**REQUIREMENT A:** In the Vietnam memoir, at which island did the flight from Travis AFB stop to refuel?
**REQUIREMENT B:** Pick up the Vietnam memoir after its final sentence and write the next passage.

**TEXT EXTRACT:**
..............................

My little chunk of Vietnam (68-69)

A retrospective by Roger Bourke White Jr., copyright March 2001

Prelude

 

It was 1967, and college was not for me... at that time. I could have waited for the "draft shoe" to drop, but I chose to enlist for three years. Originally I signed up to be a helicopter crew chief. I went through Basic Training at Fort Knox, KY, and then was transferred to Fort Rucker, AL. There, just before crew chief training started, I was offered a chance to do Air Traffic Control (ATC) instead. I was attracted to ATC by the longer training, and the instinct that Uncle Sam would protect his airfields vigorously, and so I took the plunge.

 

I trained at Kessler AFB, Biloxi, Mississippi. That was my first exposure to the Deep South, the Air Force, and air traffic control -- all proved fascinating.

 

All during training we knew there were two likely places to go, Vietnam or Germany. As my training ended I was told I had been assigned to Vietnam, my one year big adventure was about to begin...

 

The ending and the beginning: our ATC class in April 1968.

Names (in alphabetical order): Thomas Fisher, Kickard Gorecki, Gary Griffin, Steve Hague, Charles Hamann, Terrence McEvoy, David Smith, David Swindle, Roger White, Dennis Wiener, Don Williamson,

People

Day to Day living, The Barracks:

Day to Day living, The Work:

Events

 

In the summer of 68 I took a big jet plane from Travis AFB in Northern California to Vietnam. Curiously, instead of following the "great circle" route from California to Vietnam -- which would have taken us over Alaska and Japan -- we flew for hours across the wide Pacific and refueled at Wake Island. I remember Wake for two things: first, it was flat and small. I stood on the high point, 20 feet above sea level, and saw the entire island. Second, there was an SR-51 "Blackbird" on the ramp. The SR-51 spy plane that was as secret in the 60's as stealth planes were in the 90's.

 

An overview of my time there

Vietnam Time

Vietnam time was unique. Soldiers going to Vietnam knew when they were going to leave -- typically exactly one year from when they came. This date was important, and became more important the longer one stayed. Soldiers measured their time in days to departure, and a common conversation opener was, "How short are you?"

An answer back of something like, "So short I'm sliding under razor blades." was the envy of anyone in earshot.

Your time to departure determined how you interacted with those around you. "Short timers" -- those leaving sooner than you -- were envied, and long timers -- those leaving long after you would -- were often politely ignored because what they did wasn't relevant to your experience.

My long timer days

 

Everything in Vietnam was measured by one event: leaving. When you just arrived you were a long timer, and you got shorter one day at a time.

 

We arrived near sundown, and we were bussed from the plane to a line of 30' high earthen bunkers somewhere on Long Binh base. The bunkers were somewhere truly out in the middle of nowhere -- there wasn't a building or man-made structure to be seen from them. We were told to guard them, and then the people who brought us rode off into the distance on the buses -- we were on our own. We organized watches, and some time in the early evening a single white phosphorous shell exploded about a quarter mile away. The rest of the evening was uneventful, and the buses came back the next day.

 

At the time it was a confusing activity, and no explanation was ever given. In retrospect I presume this was some sort of "Welcome to Vietnam" initiation.

..............................

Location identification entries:

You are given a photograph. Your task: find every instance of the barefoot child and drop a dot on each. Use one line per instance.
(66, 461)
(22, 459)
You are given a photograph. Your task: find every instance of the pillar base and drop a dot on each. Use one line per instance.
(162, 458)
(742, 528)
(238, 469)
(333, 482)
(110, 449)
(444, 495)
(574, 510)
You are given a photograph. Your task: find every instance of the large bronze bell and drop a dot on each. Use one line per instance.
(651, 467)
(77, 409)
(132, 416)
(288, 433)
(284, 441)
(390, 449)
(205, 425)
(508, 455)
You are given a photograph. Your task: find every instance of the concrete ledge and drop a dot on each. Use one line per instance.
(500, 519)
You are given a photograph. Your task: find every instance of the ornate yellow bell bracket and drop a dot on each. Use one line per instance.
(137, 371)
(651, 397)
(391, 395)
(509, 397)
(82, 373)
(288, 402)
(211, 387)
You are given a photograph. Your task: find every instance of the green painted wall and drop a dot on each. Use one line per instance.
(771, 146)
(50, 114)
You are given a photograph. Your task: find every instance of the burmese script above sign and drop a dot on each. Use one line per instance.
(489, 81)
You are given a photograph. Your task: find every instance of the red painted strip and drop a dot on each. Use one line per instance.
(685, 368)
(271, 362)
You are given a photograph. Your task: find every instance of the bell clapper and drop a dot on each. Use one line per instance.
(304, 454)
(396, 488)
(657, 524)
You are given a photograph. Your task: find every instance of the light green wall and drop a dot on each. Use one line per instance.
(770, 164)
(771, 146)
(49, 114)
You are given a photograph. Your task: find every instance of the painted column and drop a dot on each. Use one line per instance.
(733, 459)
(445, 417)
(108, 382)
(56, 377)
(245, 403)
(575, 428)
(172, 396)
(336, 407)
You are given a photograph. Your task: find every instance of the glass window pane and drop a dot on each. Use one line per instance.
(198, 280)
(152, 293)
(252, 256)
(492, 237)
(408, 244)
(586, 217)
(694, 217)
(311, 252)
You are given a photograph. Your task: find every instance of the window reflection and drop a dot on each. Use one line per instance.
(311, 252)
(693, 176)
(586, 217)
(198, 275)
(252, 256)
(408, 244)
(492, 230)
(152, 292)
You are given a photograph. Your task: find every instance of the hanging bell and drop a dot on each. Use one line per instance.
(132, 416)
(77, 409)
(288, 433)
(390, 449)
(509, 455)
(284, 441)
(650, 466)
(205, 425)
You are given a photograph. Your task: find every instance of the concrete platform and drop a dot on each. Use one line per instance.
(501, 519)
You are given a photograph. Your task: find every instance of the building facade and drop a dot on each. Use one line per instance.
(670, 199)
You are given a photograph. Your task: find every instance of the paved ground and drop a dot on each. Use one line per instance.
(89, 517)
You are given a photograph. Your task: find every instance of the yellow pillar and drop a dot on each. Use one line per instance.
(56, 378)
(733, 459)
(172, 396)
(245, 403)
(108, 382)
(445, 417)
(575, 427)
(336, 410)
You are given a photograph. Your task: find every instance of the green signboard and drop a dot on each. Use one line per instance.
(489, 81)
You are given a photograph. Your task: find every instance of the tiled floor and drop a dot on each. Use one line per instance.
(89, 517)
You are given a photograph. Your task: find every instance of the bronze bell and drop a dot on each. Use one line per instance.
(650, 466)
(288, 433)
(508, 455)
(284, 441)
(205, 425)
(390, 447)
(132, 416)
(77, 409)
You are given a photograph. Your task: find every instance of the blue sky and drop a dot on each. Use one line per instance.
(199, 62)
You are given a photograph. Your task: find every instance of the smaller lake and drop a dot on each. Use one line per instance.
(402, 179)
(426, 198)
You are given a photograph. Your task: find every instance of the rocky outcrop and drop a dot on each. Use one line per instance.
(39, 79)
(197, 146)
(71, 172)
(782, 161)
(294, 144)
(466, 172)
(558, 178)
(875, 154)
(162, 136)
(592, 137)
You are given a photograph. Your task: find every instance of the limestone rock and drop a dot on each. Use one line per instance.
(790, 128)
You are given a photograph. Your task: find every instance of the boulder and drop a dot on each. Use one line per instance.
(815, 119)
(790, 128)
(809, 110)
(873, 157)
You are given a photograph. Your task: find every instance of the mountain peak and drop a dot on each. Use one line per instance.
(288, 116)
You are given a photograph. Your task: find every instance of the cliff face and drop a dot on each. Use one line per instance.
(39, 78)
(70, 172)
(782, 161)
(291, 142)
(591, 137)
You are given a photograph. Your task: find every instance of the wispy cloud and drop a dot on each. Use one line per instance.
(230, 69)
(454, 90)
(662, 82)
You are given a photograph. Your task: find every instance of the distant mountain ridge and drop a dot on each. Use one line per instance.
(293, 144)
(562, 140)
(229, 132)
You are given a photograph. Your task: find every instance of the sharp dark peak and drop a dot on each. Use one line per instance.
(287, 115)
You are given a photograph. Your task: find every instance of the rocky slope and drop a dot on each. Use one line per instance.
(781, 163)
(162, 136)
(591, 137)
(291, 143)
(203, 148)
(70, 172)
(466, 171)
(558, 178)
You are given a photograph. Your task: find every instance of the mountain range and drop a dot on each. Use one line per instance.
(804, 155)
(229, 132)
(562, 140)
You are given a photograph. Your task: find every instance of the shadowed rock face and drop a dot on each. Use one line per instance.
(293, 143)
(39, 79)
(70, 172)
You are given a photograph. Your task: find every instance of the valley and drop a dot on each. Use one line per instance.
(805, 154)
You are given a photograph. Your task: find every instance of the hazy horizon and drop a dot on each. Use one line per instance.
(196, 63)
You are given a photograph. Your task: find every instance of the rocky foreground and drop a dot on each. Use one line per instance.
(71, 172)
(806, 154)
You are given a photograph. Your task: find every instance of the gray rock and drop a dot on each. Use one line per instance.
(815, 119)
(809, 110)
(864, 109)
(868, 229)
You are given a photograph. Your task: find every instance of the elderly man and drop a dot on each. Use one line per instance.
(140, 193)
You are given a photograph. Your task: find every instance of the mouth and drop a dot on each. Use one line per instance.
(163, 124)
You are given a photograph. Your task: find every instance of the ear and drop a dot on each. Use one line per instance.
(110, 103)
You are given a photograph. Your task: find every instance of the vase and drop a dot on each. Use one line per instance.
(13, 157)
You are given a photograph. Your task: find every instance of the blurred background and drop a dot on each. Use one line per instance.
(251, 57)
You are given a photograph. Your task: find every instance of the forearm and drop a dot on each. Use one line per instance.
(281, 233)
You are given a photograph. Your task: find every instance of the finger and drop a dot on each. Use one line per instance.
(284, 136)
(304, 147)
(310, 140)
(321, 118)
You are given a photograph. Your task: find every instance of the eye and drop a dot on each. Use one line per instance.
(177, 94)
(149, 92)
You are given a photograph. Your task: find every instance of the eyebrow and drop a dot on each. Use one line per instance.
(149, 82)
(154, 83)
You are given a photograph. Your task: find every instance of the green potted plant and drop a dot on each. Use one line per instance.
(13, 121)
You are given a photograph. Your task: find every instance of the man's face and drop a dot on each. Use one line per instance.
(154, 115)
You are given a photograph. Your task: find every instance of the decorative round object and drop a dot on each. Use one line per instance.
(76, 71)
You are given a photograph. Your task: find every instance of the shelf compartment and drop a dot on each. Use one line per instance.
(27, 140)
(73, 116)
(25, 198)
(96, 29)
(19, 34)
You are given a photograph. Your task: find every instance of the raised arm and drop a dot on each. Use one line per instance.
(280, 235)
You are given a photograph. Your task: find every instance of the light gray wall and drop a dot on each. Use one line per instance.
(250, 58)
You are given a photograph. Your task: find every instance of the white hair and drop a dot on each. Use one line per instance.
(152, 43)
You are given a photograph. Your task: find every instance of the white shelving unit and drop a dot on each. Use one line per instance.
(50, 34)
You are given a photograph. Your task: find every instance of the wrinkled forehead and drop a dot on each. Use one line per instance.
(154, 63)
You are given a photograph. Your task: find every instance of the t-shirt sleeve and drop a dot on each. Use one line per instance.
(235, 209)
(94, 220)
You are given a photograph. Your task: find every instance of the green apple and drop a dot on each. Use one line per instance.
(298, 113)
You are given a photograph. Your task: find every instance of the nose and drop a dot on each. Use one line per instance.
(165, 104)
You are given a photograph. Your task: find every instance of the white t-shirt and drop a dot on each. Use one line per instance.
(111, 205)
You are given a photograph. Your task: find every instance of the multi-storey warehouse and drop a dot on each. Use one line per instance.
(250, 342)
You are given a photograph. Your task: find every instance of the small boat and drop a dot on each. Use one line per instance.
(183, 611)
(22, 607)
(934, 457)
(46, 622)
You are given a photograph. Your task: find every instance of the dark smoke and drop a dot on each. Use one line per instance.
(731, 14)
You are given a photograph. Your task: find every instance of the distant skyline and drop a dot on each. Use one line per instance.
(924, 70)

..............................

**TASK ANSWER A:** Wake Island

**TASK ANSWER B:**
 

I spent the next few weeks at Long Binh in "hurry up and wait"-mode, waiting for assignment. We lived in barracks that were walls with canvas tent tops.

 

Hurry-up-and-waiting in tent barracks at Long Binh. This was a land of "honey pots" cleaned by burning with kerosene, and "solar heated" hot water. Being a cold water phobe, I quickly learned that shower time was late afternoon.

 

After what seemed forever... I was assigned to the 125th at Hotel 3 in Saigon. Hotel, I found out, stands for "H", and Hotel 3 was the heliport that was nestled in between the runways at Tan Son Nhut AFB in Saigon. Tan Son Nhut was Air Force-run, and Hotel 3 was Army-run, and both were very busy places.

 

At first I was assigned to do flight following, which I found to be deadly boring work because it called on me to watch a clock constantly as I recorded departure and arrival times of airplanes. I finally made some peace with my work by realizing that it was probably the most existential existence I would ever have. In no other work would I be required to recognize and acknowledge each and every minute as it passed!

 

What I longed for was tower work. Each day as I left the flight following van, I would gaze up at the tower and imagine myself there. I got there, but not without a detour. I spent a month, probably my third or fourth month, working at the remote flight following facility in Song Be.

 

Song Be is 75 miles north of Saigon, about 10 miles from the Cambodian border, and on a major invasion route for NVA troops headed for the Saigon area. It was a provincial town, and there I experienced "country living" in Vietnam. Our compound was one of a series of military encampments along a low ridge overlooking the Song Be river.

 

I spent one month in Long Binh (Bien Hoa on this map), one month in Song Be, and ten months at Hotel 3 in Saigon.

 

The mid-timer days

 

After a month at Song Be I returned to Hotel 3, and I found that change had been afoot. While I was gone the 313th ASD had been organized to take over running Hotel 3, while the flight following was to remain under the 125th... and I had been assigned to the 313th! -- my dream of working in the tower was realized at last!

 

I remember my first day was marred by the first of two fatal air crashes that I personally witnessed while I was in Vietnam. In this case a helicopter lost its tail rotor as it was slowing for approach, and it spiraled into the ground between two barracks and caught fire. Many months later, the irony increased: I met a soldier who was scheduled to be on that flight, but was too sick to travel that day.

 

In my mid-timer days I did VFR air traffic control in the tower while I was on-duty, and off duty I kept busy with photography, movie watching, and and pursuing other odd things that looked interesting.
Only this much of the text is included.